● The exercise
Please retype the passage about the Sturer Emil self-propelled gun in full, word for word.

● Excerpt provided
◆ ◆ ◆ ◆ ◆

The 12.8 cm Selbstfahrlafette auf VK 30.01(H) "Sturer Emil" (German for "Stubborn Emil"), also called Panzer Selbstfahrlafette V (Pz.Sfl. V), was an experimental World War II German self-propelled anti-fortification gun. It was based on the Henschel VK 30.01 (H) chassis and armed with a Rheinmetall 12.8 cm Kanone 40 L/61 gun (based on the 12.8 cm FlaK 40). This gun could traverse 7° to each side, elevate 10° and depress -15°. It carried 15 rounds for the main gun.

The hulls were left over from Henschel's submission for the canceled VK 30.01 heavy tank program - development of a 30-tonne tank which led to the Tiger - but the hull was stretched and an extra road wheel added to its overlapped and interleaved Schachtellaufwerk roadwheel-based suspension system, to accommodate the large gun, which was mounted on a pedestal ahead of the engine. A large, open-topped fighting compartment, much like that fitted to the Panzer IV-based Hummel self-propelled 15 cm howitzer, was built where the turret was intended to go in the original design.

◆ ◆ ◆ ◆ ◆

● Information shown

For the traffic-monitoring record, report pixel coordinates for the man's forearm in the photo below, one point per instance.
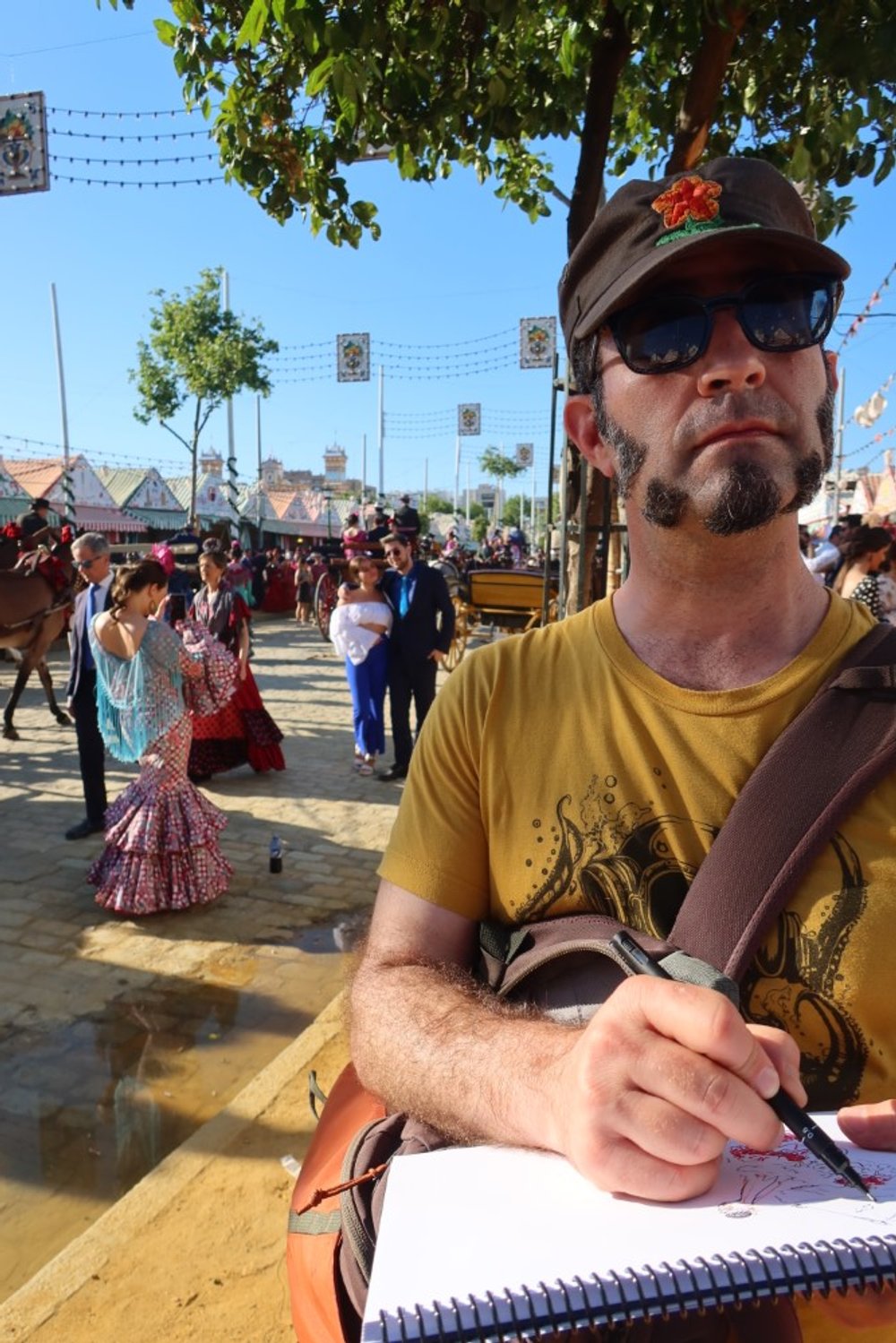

◆ ◆ ◆ ◆ ◆

● Result below
The 12.8 cm Selbstfahrlafette auf VK 30.01(H) "Sturer Emil" (German for "Stubborn Emil"), also called Panzer Selbstfahrlafette V (Pz.Sfl. V), was an experimental World War II German self-propelled anti-fortification gun. It was based on the Henschel VK 30.01 (H) chassis and armed with a Rheinmetall 12.8 cm Kanone 40 L/61 gun (based on the 12.8 cm FlaK 40). This gun could traverse 7° to each side, elevate 10° and depress -15°. It carried 15 rounds for the main gun.

The hulls were left over from Henschel's submission for the canceled VK 30.01 heavy tank program - development of a 30-tonne tank which led to the Tiger - but the hull was stretched and an extra road wheel added to its overlapped and interleaved Schachtellaufwerk roadwheel-based suspension system, to accommodate the large gun, which was mounted on a pedestal ahead of the engine. A large, open-topped fighting compartment, much like that fitted to the Panzer IV-based Hummel self-propelled 15 cm howitzer, was built where the turret was intended to go in the original design.